Aim of the task => Retype all of the entries word for word.

(Entries from a point annotation set)
┄┄┄┄┄┄┄┄┄┄┄┄┄┄┄┄┄┄┄┄

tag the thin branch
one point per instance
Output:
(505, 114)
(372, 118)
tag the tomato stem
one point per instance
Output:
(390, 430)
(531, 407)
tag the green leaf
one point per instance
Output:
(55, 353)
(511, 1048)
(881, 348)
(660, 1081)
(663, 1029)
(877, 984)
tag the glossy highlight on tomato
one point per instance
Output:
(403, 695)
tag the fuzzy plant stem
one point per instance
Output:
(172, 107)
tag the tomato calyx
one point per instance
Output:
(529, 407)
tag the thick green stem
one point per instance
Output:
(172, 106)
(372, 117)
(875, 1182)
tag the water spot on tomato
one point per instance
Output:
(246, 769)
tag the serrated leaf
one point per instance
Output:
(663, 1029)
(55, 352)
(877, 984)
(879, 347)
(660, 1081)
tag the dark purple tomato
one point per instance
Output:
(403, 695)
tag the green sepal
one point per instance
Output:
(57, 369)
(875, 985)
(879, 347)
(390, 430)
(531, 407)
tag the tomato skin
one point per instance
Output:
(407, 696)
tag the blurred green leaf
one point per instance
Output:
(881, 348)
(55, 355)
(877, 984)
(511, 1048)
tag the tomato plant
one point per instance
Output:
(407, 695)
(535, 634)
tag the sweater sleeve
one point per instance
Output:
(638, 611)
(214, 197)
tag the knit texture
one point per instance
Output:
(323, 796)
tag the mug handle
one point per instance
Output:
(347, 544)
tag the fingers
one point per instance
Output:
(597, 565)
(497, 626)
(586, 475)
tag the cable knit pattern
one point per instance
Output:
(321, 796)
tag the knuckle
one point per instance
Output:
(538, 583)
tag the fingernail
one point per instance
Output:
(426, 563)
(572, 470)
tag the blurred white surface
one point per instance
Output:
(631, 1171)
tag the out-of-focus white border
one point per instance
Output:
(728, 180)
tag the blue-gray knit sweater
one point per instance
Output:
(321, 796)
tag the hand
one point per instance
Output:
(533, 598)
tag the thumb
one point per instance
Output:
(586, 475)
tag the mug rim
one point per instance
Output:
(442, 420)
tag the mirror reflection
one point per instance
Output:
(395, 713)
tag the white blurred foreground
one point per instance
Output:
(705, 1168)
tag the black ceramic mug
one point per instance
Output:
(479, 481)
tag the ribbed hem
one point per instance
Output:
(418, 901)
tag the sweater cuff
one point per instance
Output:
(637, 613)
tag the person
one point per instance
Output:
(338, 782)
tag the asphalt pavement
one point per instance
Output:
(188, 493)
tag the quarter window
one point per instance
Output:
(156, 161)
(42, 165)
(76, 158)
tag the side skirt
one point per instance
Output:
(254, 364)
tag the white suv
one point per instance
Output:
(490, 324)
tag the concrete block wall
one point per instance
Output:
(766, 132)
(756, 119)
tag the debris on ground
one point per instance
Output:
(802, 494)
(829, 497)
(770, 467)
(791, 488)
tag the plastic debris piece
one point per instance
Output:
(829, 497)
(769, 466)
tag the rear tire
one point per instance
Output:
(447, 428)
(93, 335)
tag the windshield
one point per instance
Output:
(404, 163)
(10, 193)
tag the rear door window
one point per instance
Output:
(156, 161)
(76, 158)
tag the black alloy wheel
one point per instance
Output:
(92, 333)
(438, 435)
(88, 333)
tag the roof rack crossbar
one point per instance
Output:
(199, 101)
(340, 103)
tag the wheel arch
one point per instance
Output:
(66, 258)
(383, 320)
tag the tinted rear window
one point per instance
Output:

┄┄┄┄┄┄┄┄┄┄┄┄┄┄┄┄┄┄┄┄

Output for this task =>
tag the thin branch
one point per instance
Output:
(505, 114)
(372, 118)
tag the tomato stem
one point per instance
Output:
(390, 430)
(531, 407)
tag the green leaf
one point per instance
Output:
(55, 353)
(511, 1048)
(881, 348)
(660, 1081)
(663, 1029)
(877, 984)
tag the glossy highlight on tomato
one point per instance
Output:
(403, 695)
tag the fuzzy plant stem
one point per instance
Output:
(172, 107)
tag the tomato calyx
one point per instance
Output:
(529, 407)
tag the thick green stem
one point per instance
Output:
(172, 106)
(372, 117)
(875, 1182)
tag the water spot on tomato
one point per instance
Output:
(246, 769)
tag the serrated leaf
one point per instance
Output:
(663, 1029)
(55, 352)
(877, 984)
(879, 347)
(660, 1081)
tag the dark purple tomato
one point per instance
Output:
(403, 695)
tag the green sepal
one point per instance
Output:
(57, 369)
(875, 985)
(879, 347)
(390, 430)
(531, 407)
tag the tomato skin
one point per instance
Output:
(407, 696)
tag the blurred green leaf
one point per instance
Output:
(881, 348)
(55, 355)
(877, 984)
(511, 1048)
tag the tomato plant
one point per instance
Output:
(407, 695)
(535, 634)
tag the sweater sleeve
one point per instance
Output:
(638, 611)
(214, 197)
tag the knit texture
one point per instance
Output:
(323, 796)
tag the mug handle
one point per instance
Output:
(347, 544)
tag the fingers
one point per instance
Output:
(597, 565)
(497, 626)
(586, 475)
tag the cable knit pattern
one point per instance
Output:
(321, 796)
tag the knuckle
one point per instance
Output:
(538, 583)
tag the fingernail
one point per instance
Output:
(426, 563)
(572, 470)
tag the blurred white surface
one point per instance
Output:
(631, 1171)
tag the out-of-focus white border
one point per instance
Output:
(728, 180)
tag the blue-gray knit sweater
one point per instance
Output:
(321, 796)
tag the hand
one point per instance
Output:
(533, 598)
tag the thumb
one point per instance
Output:
(586, 475)
tag the mug rim
one point per instance
Output:
(442, 420)
tag the mirror reflection
one point per instance
Output:
(395, 713)
tag the white blurred foreground
one point per instance
Output:
(705, 1168)
tag the black ceramic mug
one point per instance
Output:
(479, 481)
tag the ribbed hem
one point per instance
Output:
(418, 901)
tag the sweater cuff
one point per instance
Output:
(637, 613)
tag the person
one point per instance
Output:
(338, 782)
tag the asphalt pavement
one point per instance
Output:
(188, 493)
tag the quarter window
one point per instance
Output:
(156, 161)
(42, 165)
(76, 158)
tag the side skirt
one point per instance
Output:
(254, 364)
tag the white suv
one point per instance
Output:
(490, 324)
tag the concrete block wall
one point per instance
Output:
(766, 132)
(756, 119)
tag the debris on ground
one point per instance
Output:
(802, 494)
(829, 497)
(770, 467)
(791, 488)
tag the plastic debris piece
one point per instance
Output:
(829, 497)
(769, 466)
tag the rear tire
one point per instance
Output:
(447, 428)
(93, 335)
tag the windshield
one point per instance
Output:
(404, 163)
(10, 193)
tag the rear door window
one point per instance
Output:
(156, 161)
(76, 158)
tag the black alloy wheel
one point per instance
Output:
(92, 333)
(438, 435)
(88, 333)
tag the roof rack crossbar
one point per instance
Output:
(199, 101)
(340, 103)
tag the wheel arch
one point per instance
Output:
(66, 258)
(383, 320)
tag the tinted rear window
one point per instance
Output:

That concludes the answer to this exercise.